▶ **Text passage**
####################
Three stage ebook creation
What I can say is the best processes in my experience when using Sigil is three stage: write, convert, finish.
- Write the book in what ever format you’re most confortable using what ever tools you’re most confortable with. The caveat is you really need to be working in a digital medium. At some point you will have to digitize and scanning in pages of paper then correcting errors is going to be a long and arduous process. In most cases simply typing your book into Word is going to save you time after you’ve finished writing if you go the pen and paper route. Most authors are going to use Word which lets them, write, edit and do basic formatting. At this point leave the formatting pretty basic.
- Use an automated conversion tool like calibre to get your book into a format that is a bit more editable as an ebook. Word is a great editor but Word files are complex (and older versions do not have official format specifications). For Word the best advise is to have Word save as HTML. This will lead to it’s own issues but they can be worked around. HTML produced by Word will have basic formatting intact and the beauty of using an automated conversion tool is a lot will come through when converting to ePub.
- Take that mostly formatted ePub put it into Sigil and make the necessary changes to make it look perfect. Since Sigil allows for direct access to the XHTML and CSS you can use a number of different techniques to ensure it looks exactly how you want. Also, if you are working on a number of book and want to ensure consistant formatting you can do things like easily use a default stylesheet. The best way I can sum up how the majority of people use and how I view Sigil is, Sigil is for people who know XHTML, CSS, and regular expressions and want to use their knowledge.
####################
▶ **Data records**
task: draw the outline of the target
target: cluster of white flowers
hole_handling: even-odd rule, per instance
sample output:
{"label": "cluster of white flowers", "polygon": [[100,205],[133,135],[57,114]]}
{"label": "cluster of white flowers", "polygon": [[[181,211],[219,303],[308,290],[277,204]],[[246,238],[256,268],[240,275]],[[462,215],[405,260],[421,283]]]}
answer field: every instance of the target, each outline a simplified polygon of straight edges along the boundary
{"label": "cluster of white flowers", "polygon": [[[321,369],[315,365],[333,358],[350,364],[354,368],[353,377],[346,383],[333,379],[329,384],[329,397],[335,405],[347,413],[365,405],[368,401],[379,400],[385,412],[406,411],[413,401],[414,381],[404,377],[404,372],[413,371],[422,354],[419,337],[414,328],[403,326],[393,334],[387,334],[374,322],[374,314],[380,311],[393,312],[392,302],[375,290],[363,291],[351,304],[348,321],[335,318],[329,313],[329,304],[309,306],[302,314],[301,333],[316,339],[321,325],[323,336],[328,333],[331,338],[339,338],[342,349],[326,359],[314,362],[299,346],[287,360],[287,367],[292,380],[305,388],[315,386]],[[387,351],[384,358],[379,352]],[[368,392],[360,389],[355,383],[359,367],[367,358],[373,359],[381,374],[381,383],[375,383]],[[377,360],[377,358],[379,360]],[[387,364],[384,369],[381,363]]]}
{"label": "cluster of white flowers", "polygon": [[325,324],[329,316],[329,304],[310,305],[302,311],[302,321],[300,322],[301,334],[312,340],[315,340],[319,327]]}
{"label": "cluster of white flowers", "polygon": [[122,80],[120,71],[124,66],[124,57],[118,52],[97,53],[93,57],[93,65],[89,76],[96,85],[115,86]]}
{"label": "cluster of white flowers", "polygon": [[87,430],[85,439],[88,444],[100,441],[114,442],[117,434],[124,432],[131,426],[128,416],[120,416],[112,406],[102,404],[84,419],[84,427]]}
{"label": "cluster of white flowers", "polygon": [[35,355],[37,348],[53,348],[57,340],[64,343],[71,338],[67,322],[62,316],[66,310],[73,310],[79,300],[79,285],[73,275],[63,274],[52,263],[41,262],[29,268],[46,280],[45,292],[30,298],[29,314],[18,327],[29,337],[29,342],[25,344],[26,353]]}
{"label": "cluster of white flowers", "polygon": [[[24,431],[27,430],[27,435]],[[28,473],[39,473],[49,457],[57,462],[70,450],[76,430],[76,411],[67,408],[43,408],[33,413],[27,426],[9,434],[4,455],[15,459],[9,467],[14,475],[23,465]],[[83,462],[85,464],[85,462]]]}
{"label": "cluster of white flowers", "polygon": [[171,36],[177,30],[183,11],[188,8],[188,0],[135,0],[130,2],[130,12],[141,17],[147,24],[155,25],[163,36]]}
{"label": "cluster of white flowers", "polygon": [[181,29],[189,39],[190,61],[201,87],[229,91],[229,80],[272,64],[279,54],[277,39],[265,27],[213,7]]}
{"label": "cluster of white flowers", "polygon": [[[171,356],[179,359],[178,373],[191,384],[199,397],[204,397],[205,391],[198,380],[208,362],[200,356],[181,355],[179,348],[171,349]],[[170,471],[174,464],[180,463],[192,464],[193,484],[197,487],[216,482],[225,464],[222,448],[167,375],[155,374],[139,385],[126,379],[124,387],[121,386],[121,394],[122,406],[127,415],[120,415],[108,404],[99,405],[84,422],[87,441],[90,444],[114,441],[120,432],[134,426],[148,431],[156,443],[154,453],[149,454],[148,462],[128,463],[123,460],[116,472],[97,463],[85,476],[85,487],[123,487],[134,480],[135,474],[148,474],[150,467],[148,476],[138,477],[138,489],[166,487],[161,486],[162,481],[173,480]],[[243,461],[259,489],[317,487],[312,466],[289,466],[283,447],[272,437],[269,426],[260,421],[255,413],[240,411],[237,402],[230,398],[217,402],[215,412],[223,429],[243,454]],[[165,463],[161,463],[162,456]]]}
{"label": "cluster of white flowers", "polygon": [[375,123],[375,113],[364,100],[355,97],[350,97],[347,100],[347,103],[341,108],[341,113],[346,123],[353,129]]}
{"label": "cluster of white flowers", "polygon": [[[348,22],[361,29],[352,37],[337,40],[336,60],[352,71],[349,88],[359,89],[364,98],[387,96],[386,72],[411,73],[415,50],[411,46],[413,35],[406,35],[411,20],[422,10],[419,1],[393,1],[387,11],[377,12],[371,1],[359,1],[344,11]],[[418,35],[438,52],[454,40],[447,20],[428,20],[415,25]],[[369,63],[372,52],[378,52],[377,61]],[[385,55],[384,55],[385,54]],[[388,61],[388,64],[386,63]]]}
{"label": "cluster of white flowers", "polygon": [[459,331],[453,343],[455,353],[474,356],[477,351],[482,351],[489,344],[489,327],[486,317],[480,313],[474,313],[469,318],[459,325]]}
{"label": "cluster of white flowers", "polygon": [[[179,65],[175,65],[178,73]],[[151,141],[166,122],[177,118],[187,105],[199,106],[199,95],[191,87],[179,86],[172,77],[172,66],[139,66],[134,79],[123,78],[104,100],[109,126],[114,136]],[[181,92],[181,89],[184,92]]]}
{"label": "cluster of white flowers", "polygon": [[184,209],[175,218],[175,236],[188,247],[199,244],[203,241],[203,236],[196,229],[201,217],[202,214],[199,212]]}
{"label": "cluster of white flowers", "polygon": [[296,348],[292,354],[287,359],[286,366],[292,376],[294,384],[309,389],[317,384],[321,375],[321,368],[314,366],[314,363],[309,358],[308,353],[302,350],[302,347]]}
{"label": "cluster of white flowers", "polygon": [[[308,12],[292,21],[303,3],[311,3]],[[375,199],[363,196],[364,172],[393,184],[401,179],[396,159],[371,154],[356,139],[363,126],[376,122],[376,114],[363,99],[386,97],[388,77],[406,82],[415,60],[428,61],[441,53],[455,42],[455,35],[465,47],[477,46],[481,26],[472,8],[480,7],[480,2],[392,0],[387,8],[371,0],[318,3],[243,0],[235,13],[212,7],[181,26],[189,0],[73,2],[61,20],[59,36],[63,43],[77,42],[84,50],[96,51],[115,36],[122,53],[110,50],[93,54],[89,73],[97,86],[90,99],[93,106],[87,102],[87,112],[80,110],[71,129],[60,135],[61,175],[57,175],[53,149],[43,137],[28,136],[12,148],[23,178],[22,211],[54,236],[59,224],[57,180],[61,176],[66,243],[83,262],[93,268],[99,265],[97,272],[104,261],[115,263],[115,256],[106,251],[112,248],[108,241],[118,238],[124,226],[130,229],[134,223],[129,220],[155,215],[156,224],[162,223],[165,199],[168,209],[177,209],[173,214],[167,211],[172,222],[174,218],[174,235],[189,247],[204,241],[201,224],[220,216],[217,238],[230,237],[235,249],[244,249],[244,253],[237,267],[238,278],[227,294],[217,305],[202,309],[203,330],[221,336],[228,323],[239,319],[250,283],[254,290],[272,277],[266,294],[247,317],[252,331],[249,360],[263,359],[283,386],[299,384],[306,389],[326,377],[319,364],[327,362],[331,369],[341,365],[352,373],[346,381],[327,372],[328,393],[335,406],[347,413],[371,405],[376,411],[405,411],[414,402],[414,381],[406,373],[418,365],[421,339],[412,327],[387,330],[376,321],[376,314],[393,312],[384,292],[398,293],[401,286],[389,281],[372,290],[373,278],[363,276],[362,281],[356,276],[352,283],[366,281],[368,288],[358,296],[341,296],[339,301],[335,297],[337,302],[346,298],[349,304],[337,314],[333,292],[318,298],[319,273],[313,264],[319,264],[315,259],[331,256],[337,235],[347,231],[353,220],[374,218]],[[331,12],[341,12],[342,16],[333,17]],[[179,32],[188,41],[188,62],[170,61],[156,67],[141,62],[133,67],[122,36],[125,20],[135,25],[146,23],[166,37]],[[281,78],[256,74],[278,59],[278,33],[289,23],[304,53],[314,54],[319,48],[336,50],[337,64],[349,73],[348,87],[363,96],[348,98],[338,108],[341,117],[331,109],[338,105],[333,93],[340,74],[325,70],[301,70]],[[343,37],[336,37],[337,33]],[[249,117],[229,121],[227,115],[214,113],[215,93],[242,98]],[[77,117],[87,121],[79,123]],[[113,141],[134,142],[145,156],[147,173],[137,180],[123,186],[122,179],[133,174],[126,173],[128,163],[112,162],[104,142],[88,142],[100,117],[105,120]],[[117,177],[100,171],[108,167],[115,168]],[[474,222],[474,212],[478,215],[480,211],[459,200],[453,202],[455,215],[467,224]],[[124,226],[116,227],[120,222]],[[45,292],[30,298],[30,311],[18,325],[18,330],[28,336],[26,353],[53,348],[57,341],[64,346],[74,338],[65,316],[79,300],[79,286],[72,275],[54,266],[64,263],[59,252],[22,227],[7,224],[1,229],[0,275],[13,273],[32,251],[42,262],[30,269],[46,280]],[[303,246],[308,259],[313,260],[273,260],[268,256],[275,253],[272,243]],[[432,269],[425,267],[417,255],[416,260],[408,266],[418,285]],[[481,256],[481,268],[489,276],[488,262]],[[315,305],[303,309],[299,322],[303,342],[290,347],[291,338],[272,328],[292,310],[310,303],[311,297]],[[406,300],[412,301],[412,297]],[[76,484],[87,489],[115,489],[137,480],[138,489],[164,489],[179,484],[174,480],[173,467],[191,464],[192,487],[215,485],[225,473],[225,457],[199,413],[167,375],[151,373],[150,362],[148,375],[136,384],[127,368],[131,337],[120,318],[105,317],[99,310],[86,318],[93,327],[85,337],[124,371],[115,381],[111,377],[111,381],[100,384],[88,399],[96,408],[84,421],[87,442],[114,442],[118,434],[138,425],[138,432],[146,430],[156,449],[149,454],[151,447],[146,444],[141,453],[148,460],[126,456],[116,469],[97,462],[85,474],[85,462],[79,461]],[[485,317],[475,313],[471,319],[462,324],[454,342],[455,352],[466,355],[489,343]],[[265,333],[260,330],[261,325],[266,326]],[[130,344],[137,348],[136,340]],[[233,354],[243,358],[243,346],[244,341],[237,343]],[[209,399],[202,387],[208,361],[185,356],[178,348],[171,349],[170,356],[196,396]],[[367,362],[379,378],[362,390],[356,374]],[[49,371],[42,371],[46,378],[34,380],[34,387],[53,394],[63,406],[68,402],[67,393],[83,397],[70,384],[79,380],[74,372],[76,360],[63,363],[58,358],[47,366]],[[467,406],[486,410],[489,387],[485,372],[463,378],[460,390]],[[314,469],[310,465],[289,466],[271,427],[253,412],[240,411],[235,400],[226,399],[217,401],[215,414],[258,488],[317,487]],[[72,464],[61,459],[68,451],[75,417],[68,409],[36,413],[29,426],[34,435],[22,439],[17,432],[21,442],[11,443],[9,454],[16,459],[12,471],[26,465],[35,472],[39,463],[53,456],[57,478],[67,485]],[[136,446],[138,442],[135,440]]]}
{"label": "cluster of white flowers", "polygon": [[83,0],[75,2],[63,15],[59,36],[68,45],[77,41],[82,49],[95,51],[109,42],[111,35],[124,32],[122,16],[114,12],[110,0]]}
####################
▶ **Exercise tasks**
[a] Answer these questions from the ebook creation text:
(i) Which program is named as an example of an automated conversion tool?
(ii) In what format should Word save the book?
(iii) What three things are the people Sigil is meant for said to know?
[b] Reproduce the ebook creation text from "Three stage ebook" to "formatting pretty basic.".
The records come from a separate source.

▶ **Results of the tasks**
[a]
(i) calibre
(ii) HTML
(iii) XHTML, CSS, and regular expressions

[b]
Three stage ebook creation
What I can say is the best processes in my experience when using Sigil is three stage: write, convert, finish.
- Write the book in what ever format you’re most confortable using what ever tools you’re most confortable with. The caveat is you really need to be working in a digital medium. At some point you will have to digitize and scanning in pages of paper then correcting errors is going to be a long and arduous process. In most cases simply typing your book into Word is going to save you time after you’ve finished writing if you go the pen and paper route. Most authors are going to use Word which lets them, write, edit and do basic formatting. At this point leave the formatting pretty basic.